Given records.
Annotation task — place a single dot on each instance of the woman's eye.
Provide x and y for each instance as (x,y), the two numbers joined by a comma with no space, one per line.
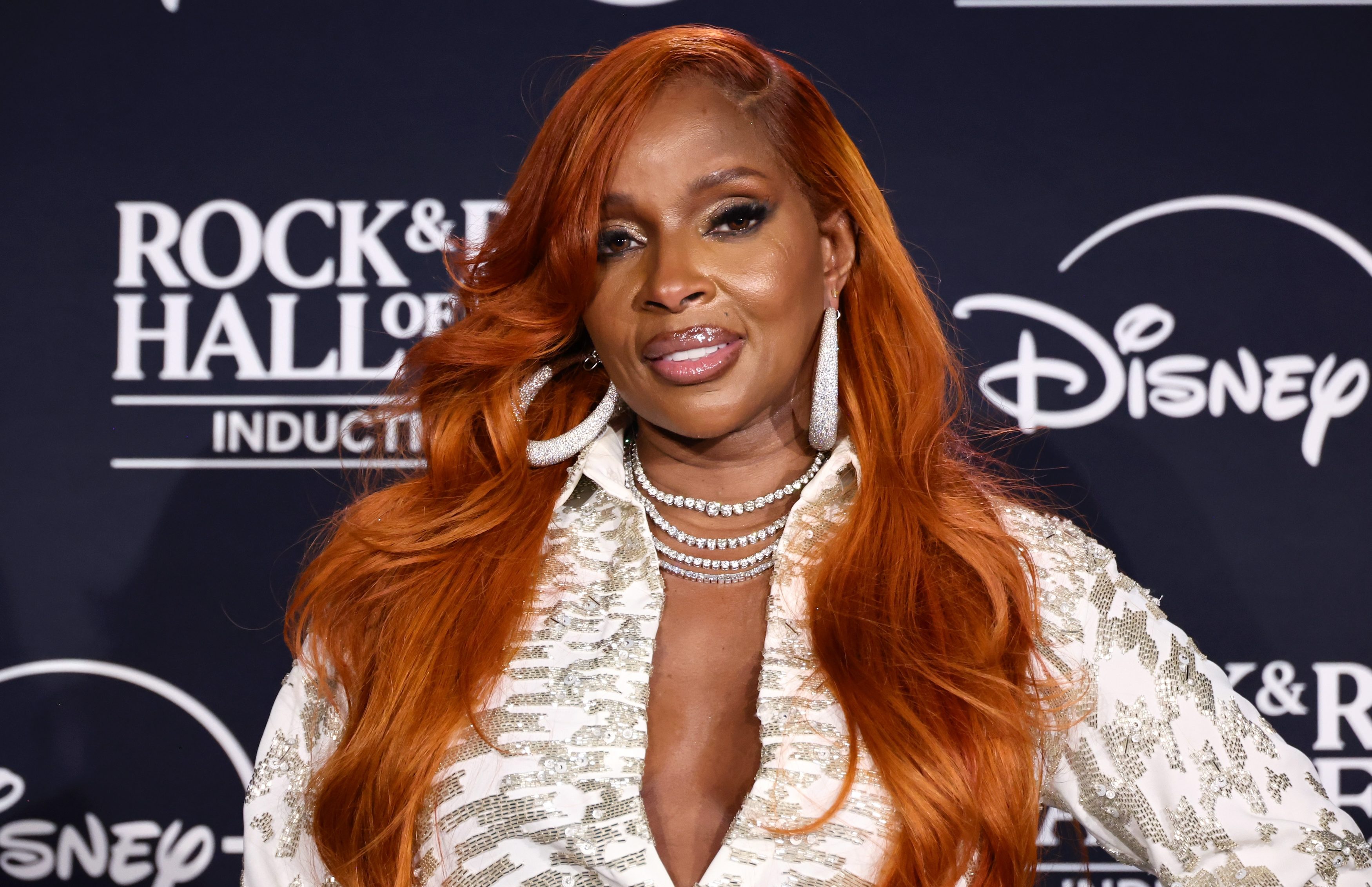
(740,218)
(615,240)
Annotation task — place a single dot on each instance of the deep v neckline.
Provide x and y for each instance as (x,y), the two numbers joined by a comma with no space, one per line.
(719,859)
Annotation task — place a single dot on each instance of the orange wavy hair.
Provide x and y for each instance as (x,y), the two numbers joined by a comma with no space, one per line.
(922,616)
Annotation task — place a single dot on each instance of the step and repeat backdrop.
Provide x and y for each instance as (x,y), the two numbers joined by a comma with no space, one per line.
(223,223)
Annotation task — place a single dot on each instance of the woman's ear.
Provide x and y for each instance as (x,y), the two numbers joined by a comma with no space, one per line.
(840,249)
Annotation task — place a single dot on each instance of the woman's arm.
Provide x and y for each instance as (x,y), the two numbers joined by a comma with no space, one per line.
(278,849)
(1165,765)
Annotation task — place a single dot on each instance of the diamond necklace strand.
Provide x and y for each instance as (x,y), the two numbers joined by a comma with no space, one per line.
(719,509)
(741,570)
(682,537)
(708,562)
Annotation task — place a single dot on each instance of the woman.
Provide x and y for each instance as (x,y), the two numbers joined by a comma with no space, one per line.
(700,584)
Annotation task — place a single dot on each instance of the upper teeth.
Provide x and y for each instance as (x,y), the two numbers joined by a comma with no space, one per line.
(692,354)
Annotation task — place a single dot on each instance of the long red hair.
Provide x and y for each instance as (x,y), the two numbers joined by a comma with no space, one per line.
(922,616)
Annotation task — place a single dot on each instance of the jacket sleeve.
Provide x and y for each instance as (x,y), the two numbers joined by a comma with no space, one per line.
(1164,763)
(302,730)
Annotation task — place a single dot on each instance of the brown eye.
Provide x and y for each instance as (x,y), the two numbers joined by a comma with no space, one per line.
(739,218)
(615,242)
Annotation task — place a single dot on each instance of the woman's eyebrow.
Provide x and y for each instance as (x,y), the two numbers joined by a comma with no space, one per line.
(708,180)
(719,177)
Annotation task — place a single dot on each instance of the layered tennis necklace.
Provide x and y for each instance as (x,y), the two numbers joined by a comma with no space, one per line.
(736,570)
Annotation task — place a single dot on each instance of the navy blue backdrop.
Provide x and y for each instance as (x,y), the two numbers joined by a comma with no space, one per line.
(219,224)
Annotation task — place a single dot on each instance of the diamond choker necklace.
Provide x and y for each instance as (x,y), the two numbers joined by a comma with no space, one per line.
(737,570)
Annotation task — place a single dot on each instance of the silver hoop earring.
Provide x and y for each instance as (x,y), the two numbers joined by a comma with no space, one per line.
(543,453)
(824,402)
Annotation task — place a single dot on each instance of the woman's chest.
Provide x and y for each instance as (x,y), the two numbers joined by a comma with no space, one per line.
(559,797)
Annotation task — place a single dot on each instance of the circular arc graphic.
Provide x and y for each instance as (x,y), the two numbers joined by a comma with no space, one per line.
(189,704)
(1261,206)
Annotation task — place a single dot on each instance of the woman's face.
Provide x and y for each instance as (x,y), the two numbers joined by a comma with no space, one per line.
(714,272)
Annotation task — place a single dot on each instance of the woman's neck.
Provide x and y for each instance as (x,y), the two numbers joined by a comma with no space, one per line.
(741,465)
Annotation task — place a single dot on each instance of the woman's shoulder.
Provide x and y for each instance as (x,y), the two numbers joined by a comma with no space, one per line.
(1072,571)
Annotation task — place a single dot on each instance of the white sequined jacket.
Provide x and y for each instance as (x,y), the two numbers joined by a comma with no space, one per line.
(1172,771)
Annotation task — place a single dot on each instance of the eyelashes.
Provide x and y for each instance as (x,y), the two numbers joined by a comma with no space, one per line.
(732,221)
(617,242)
(740,218)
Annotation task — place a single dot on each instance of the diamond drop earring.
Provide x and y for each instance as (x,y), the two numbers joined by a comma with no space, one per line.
(824,404)
(543,453)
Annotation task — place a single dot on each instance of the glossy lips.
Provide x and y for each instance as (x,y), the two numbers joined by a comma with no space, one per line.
(693,356)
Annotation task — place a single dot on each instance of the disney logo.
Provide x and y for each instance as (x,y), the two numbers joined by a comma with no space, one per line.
(1172,386)
(1169,386)
(178,857)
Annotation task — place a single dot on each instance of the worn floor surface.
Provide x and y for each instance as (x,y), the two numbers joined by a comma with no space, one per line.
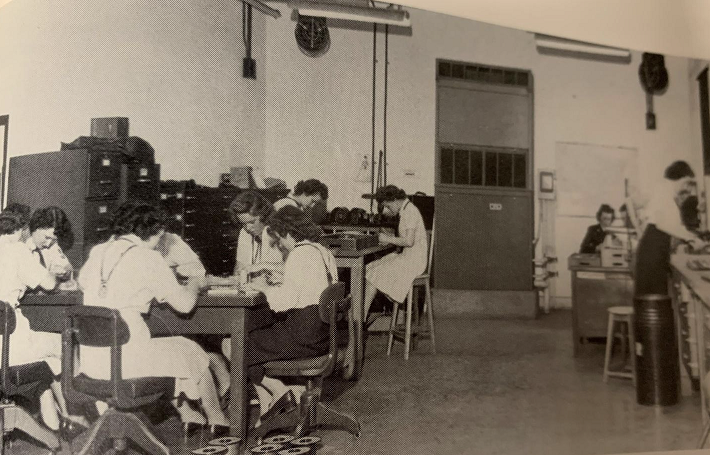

Problem statement.
Gather every line of the listing above that contains the word "diamond".

Solution for this problem.
Annotation task — place a single dot on each instance of the diamond necklace strand.
Annotation task — place a single dot on each instance of the diamond choker necklace.
Annotation task — place a single dot on each instance of the diamond drop earring.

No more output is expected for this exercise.